Problem
Rescale the records below by reproducing every line, requests included, with each coordinate in the point answers multiplied by 0.6 and rounded to the nearest whole number, halves rounded up.

Supplied information
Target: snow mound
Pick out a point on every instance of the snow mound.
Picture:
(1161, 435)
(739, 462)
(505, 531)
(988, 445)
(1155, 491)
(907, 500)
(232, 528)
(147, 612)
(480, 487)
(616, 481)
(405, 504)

Solution for this problem
Target: snow mound
Pick out a point on every instance of the snow mound.
Picture:
(697, 261)
(443, 277)
(303, 319)
(593, 267)
(693, 295)
(544, 300)
(139, 317)
(88, 367)
(288, 292)
(370, 289)
(243, 302)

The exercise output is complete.